Aim: Find each line in the listing below that contains the string "shoe" and copy those lines. Case counts when matching.

Dataset extract:
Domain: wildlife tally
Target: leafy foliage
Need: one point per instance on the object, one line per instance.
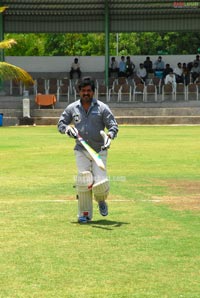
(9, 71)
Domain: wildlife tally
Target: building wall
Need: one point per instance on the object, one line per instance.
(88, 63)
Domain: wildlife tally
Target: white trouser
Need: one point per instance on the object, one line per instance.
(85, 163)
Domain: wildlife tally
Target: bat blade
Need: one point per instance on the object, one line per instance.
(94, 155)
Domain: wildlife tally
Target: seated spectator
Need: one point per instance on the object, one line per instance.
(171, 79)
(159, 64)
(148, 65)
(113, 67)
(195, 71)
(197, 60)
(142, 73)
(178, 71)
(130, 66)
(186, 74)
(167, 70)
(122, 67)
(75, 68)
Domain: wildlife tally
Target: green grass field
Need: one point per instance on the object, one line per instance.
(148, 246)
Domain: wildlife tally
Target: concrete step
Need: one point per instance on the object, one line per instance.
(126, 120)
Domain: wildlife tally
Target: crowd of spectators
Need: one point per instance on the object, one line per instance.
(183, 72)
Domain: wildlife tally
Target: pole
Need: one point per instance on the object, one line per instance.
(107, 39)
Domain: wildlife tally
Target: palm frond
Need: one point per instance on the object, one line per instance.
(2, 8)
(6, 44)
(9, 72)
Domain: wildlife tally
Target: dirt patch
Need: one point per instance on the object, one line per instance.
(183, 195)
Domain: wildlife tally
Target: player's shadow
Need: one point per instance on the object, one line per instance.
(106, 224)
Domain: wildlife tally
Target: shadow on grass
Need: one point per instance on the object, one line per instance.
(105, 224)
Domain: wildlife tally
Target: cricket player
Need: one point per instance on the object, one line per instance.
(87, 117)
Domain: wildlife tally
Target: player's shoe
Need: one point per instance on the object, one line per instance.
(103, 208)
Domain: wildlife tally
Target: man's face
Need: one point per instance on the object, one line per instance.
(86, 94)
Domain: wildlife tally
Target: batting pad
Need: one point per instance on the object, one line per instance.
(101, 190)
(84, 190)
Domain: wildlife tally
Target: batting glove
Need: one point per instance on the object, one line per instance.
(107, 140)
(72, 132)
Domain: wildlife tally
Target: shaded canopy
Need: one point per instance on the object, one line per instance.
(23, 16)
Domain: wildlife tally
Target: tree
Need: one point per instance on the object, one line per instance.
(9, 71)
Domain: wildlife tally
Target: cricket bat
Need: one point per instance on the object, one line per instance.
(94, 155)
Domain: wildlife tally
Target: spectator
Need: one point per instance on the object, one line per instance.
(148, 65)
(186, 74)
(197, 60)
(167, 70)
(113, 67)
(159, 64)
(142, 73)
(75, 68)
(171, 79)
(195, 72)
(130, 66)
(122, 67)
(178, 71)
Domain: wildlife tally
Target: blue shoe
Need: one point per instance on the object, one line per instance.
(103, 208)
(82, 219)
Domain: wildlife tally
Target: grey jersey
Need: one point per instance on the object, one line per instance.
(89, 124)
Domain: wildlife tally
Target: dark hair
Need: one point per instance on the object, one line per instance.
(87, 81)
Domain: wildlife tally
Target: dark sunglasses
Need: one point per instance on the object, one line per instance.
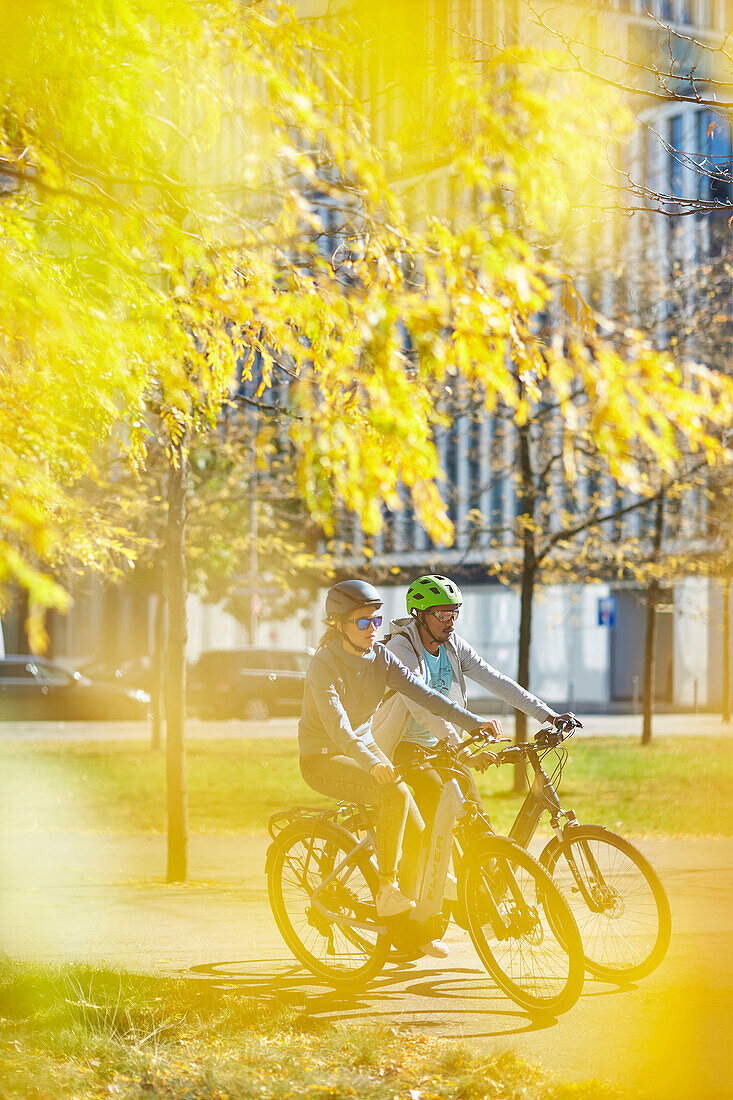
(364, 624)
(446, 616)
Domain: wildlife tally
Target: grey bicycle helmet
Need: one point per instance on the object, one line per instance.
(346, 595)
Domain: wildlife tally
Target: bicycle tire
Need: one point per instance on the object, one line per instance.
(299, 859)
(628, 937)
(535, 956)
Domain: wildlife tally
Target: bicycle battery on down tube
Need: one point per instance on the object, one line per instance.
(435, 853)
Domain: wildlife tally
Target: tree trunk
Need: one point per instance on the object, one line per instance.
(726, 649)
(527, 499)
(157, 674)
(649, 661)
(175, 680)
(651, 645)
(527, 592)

Solution for this problem:
Target: player's shoe
Target: blue shoe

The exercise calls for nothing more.